- **REQUIRED WORK**
Output every entry exactly as written.

- **STUDY MATERIAL**
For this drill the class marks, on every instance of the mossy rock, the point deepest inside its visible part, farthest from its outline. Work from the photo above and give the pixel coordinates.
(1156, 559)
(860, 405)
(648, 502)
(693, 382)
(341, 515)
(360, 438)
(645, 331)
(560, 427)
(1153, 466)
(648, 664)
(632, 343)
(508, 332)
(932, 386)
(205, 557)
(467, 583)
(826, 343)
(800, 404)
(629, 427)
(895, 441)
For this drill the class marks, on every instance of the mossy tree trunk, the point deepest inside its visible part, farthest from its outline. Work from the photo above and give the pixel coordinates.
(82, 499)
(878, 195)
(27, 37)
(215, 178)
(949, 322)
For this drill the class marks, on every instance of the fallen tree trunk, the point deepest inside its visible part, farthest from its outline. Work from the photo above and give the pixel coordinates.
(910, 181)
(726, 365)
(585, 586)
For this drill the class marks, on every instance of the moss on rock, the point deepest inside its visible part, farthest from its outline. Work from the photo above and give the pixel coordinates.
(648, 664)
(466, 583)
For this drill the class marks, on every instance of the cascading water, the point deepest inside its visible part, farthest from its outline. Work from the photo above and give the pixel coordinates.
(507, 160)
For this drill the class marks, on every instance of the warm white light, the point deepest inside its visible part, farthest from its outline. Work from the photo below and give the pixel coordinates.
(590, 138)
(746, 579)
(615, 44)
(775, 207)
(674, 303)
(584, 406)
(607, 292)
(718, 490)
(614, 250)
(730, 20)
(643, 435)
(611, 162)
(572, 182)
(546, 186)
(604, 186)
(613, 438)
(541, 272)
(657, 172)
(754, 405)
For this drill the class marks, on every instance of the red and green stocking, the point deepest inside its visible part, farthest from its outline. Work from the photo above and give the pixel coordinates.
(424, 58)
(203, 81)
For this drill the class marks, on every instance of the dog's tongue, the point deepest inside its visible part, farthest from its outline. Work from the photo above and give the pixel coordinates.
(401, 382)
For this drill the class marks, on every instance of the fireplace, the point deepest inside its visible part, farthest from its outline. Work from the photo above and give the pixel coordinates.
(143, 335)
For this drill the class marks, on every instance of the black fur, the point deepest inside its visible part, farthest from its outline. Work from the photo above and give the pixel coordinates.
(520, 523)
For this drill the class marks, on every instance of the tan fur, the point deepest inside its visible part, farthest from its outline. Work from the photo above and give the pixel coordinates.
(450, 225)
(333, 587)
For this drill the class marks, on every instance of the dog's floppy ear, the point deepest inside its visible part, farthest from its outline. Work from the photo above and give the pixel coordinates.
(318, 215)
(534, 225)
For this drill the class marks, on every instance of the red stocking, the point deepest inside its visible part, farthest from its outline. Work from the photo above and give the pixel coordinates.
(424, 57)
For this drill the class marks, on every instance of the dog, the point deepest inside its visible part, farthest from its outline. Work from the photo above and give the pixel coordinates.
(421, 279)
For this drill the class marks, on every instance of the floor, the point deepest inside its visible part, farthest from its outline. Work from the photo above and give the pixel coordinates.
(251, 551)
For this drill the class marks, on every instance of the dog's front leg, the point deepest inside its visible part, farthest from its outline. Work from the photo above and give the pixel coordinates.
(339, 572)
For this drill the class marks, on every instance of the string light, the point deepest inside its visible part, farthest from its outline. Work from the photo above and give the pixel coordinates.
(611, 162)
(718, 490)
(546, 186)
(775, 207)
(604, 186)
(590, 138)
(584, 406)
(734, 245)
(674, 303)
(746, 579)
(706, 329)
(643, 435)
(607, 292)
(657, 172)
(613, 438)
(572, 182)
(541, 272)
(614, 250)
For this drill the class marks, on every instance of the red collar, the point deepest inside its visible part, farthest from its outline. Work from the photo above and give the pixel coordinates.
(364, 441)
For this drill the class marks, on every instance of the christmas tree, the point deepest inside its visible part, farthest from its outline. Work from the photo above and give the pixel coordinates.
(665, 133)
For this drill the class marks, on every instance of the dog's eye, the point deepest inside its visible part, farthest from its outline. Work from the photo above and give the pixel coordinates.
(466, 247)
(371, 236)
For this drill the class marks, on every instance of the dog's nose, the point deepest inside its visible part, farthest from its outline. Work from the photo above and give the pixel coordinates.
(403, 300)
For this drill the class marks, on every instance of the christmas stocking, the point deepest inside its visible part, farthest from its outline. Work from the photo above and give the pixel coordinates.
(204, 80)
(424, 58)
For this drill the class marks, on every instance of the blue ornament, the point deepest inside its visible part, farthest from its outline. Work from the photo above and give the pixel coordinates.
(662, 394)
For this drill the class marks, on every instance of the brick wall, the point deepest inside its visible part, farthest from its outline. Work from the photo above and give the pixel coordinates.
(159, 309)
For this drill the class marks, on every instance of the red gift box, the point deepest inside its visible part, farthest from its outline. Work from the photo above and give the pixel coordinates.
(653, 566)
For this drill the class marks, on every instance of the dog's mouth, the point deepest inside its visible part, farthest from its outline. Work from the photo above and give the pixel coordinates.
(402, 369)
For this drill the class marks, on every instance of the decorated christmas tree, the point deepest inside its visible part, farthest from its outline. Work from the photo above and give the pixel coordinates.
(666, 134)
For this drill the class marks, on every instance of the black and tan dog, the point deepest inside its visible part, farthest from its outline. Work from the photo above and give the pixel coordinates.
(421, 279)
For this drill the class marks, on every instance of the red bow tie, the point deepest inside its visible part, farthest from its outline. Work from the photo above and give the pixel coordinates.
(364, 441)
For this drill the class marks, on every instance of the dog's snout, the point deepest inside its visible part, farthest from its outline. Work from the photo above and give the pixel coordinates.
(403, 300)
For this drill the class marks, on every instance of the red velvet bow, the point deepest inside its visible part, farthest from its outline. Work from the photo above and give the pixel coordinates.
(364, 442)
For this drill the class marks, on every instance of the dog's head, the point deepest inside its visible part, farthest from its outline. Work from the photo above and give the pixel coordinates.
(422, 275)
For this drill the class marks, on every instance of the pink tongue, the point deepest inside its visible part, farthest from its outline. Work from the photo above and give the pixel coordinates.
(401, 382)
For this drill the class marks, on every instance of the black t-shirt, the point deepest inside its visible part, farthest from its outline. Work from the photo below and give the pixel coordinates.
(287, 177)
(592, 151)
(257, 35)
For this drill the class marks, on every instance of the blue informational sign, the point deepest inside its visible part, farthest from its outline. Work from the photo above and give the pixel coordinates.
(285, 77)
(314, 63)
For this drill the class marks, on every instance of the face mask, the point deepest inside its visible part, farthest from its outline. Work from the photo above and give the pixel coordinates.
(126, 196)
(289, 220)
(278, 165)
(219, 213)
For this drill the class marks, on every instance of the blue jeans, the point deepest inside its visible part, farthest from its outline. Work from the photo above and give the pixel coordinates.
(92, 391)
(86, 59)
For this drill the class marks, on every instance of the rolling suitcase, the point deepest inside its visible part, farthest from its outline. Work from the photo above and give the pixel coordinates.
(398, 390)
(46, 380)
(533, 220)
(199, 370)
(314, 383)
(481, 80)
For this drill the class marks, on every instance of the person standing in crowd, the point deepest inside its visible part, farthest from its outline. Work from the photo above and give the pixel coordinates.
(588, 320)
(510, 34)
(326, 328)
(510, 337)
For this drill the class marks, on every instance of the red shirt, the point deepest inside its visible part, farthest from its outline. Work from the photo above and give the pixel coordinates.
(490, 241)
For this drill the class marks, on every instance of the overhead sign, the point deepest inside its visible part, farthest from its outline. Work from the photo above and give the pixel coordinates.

- **OUTPUT FOR THIS TASK**
For this drill the class marks, on every instance of the mossy rock, the point deepest inside its visible part, farthest from its outline. Work from the photo above and give the pixel coordinates.
(1156, 559)
(860, 405)
(648, 502)
(693, 382)
(341, 515)
(360, 438)
(645, 331)
(560, 427)
(1153, 466)
(648, 664)
(632, 343)
(508, 332)
(932, 386)
(205, 557)
(467, 583)
(826, 343)
(800, 404)
(629, 427)
(895, 441)
For this drill the class marks, on every instance of the mossy tree trunk, the point deepest inside its visible part, farthest from its outline. Work from the photo above and give the pixel coordinates.
(82, 499)
(878, 195)
(27, 37)
(215, 178)
(949, 322)
For this drill the class marks, on every instance of the fallen tree trunk, the point deepest inside its visible part, farthest from its outline. Work from the photo above and give the pixel coordinates.
(910, 181)
(726, 365)
(585, 586)
For this drill the class marks, on every instance of the moss on rock, the point deepest inside its visible part, farthest from its outline. Work from the photo above and give the pixel coordinates.
(648, 664)
(466, 583)
For this drill the class marks, on every instance of the cascading water, the point deepest inside its visible part, farthest from its outline. Work from the photo above and give the pixel coordinates.
(507, 160)
For this drill the class marks, on every instance of the warm white light, the point deepest inside its visible part, farthest from its outline. Work from the photo below and give the pixel coordinates.
(590, 138)
(746, 579)
(615, 44)
(775, 207)
(674, 303)
(584, 406)
(607, 292)
(718, 490)
(614, 250)
(730, 20)
(643, 435)
(611, 162)
(572, 182)
(546, 186)
(604, 186)
(613, 438)
(541, 272)
(657, 172)
(754, 405)
For this drill the class marks, on every instance of the red and green stocking, the point deepest inside its visible part, farthest from its outline. Work from the photo above and give the pixel coordinates.
(424, 58)
(203, 81)
For this drill the class marks, on every instance of the dog's tongue, the point deepest inside its visible part, farthest from its outline. Work from the photo above and give the pixel coordinates.
(401, 382)
For this drill the class marks, on every instance of the fireplace, the point deepest inside its visible part, farthest from its outline. Work from the photo above and give the pixel coordinates.
(143, 335)
For this drill the class marks, on every instance of the black fur, the point deepest inside its visible part, farthest from its outline. Work from the photo above and give the pixel coordinates.
(520, 523)
For this drill the class marks, on every instance of the tan fur, the point deepest inside its visible part, farthest from its outline. Work from the photo above and give the pixel coordinates.
(450, 225)
(333, 587)
For this drill the class marks, on every instance of the dog's floppy ear, the point deepest inside its visible part, farthest from its outline. Work from the photo above and give the pixel coordinates.
(318, 215)
(534, 225)
For this drill the class marks, on every instance of the red stocking, the point deepest inside its visible part, farthest from its outline. Work from the photo above and give the pixel coordinates.
(424, 57)
For this drill the class marks, on every instance of the dog, the point deepest inside its visible part, farthest from its outline. Work from the photo above and give the pixel coordinates.
(421, 279)
For this drill the class marks, on every instance of the floor, the point deepest inside its visible part, farthest from its outline. Work from the photo above and give the pixel coordinates.
(251, 551)
For this drill the class marks, on every instance of the dog's front leg, the point deepest inside its visible part, farthest from its outline. Work from the photo above and give the pixel coordinates.
(339, 572)
For this drill the class marks, on every instance of the string light, the point deepest inside its visible part, farthest from its outline. Work from the photo above and give the pixel coordinates.
(611, 162)
(718, 490)
(546, 186)
(775, 207)
(604, 186)
(590, 138)
(584, 406)
(734, 245)
(674, 303)
(746, 579)
(706, 329)
(643, 435)
(607, 292)
(657, 172)
(613, 438)
(572, 182)
(541, 272)
(614, 250)
For this drill the class marks, on every instance of the red collar, the point deepest inside its visible part, farthest from its outline. Work from the photo above and give the pixel coordinates.
(364, 441)
For this drill the class marks, on every instance of the christmas tree, the point deepest inside its visible part, farthest from its outline. Work from the photo above and give the pixel coordinates.
(665, 133)
For this drill the class marks, on every instance of the dog's eye, the point deepest inside its visible part, farthest from its outline. Work from the photo above and give the pixel coordinates.
(466, 247)
(371, 236)
For this drill the class marks, on every instance of the dog's nose, the point deepest inside its visible part, farthest from its outline. Work from the photo above and give the pixel coordinates.
(403, 300)
For this drill the class marks, on every instance of the christmas stocking, the point deepest inside its visible part, farthest from its outline. Work from the photo above and give the pixel coordinates.
(204, 80)
(424, 58)
For this drill the class marks, on every instance of the blue ornament, the point deepest inside its visible part, farthest from its outline. Work from the photo above and give the pixel coordinates.
(662, 394)
For this drill the class marks, on every instance of the brick wall, the point deepest inside its visible part, farthest from its outline. Work from the photo above and give the pixel coordinates.
(159, 309)
For this drill the class marks, on every instance of the red gift box, the point deepest inside its visible part, farthest from its outline. Work from the photo above and give the pixel coordinates.
(653, 566)
For this drill the class marks, on every instance of the dog's mouth, the point deepest inside its visible part, farthest from its outline. Work from the photo above and give the pixel coordinates.
(402, 369)
For this drill the class marks, on every instance of the decorated christmas tree, the point deepest inside its visible part, farthest from its outline. Work from the photo above and give the pixel coordinates.
(666, 134)
For this drill the class marks, on every instance of the black and tan dog, the point deepest inside its visible part, farthest from its outline. Work from the photo above and give the pixel coordinates.
(421, 279)
For this drill the class marks, on every instance of the red bow tie, the point deepest inside its visible part, farthest from its outline. Work from the photo above and give the pixel coordinates.
(364, 441)
For this drill the class marks, on every instance of the dog's snout, the point deepest inside its visible part, farthest from its outline. Work from the photo above and give the pixel coordinates.
(403, 300)
For this drill the class marks, on every instance of the red velvet bow, the point deepest inside its visible part, farthest from its outline. Work from the photo above and give the pixel coordinates.
(364, 442)
For this drill the class marks, on every instance of the dog's head, the point deepest inside its visible part, farthest from its outline. Work from the photo above and give the pixel coordinates.
(422, 275)
For this drill the class marks, on every instance of the pink tongue, the point deepest inside its visible part, farthest from its outline. Work from the photo above and give the pixel coordinates.
(401, 382)
For this drill the class marks, on every instance of the black t-shirt, the point deepest inside its visible part, farthest from its outline. Work from the photo below and give the pixel coordinates.
(287, 177)
(592, 151)
(257, 35)
For this drill the class marks, on every instance of the blue informational sign, the point deepest inside its visible part, farthest from its outline. Work from the photo above and give the pixel coordinates.
(285, 77)
(314, 63)
For this drill the class marks, on every instance of the face mask, the point deepest inside its visible part, farthest from its outline. Work from the photo above and give the pixel coordinates.
(126, 196)
(289, 220)
(278, 165)
(219, 213)
For this drill the class marks, on every instance of the blue jeans, the point deepest inside its visible part, farthest from its outline. Work from the photo above and give the pixel coordinates.
(92, 391)
(86, 59)
For this drill the class marks, on every instance of the rolling suitcase, the point deepest inside its visible part, farthest from its outline. Work from the photo above and give the pixel coordinates.
(398, 390)
(46, 380)
(533, 220)
(199, 370)
(314, 383)
(481, 80)
For this drill the class marks, on every instance of the person standing in crowd, the point deepest inside its visible part, farthest from its outline. Work from the photo above and give the pixel coordinates.
(588, 320)
(510, 34)
(326, 328)
(510, 337)
For this drill the class marks, on every instance of the red shirt, the point deepest inside its visible part, farthest from its outline. Work from the photo above and give the pixel coordinates.
(490, 241)
For this drill the class marks, on every instance of the overhead sign, the point deepest inside its visible part, farthest from its outline. Work from the photo above and give the pixel coordinates.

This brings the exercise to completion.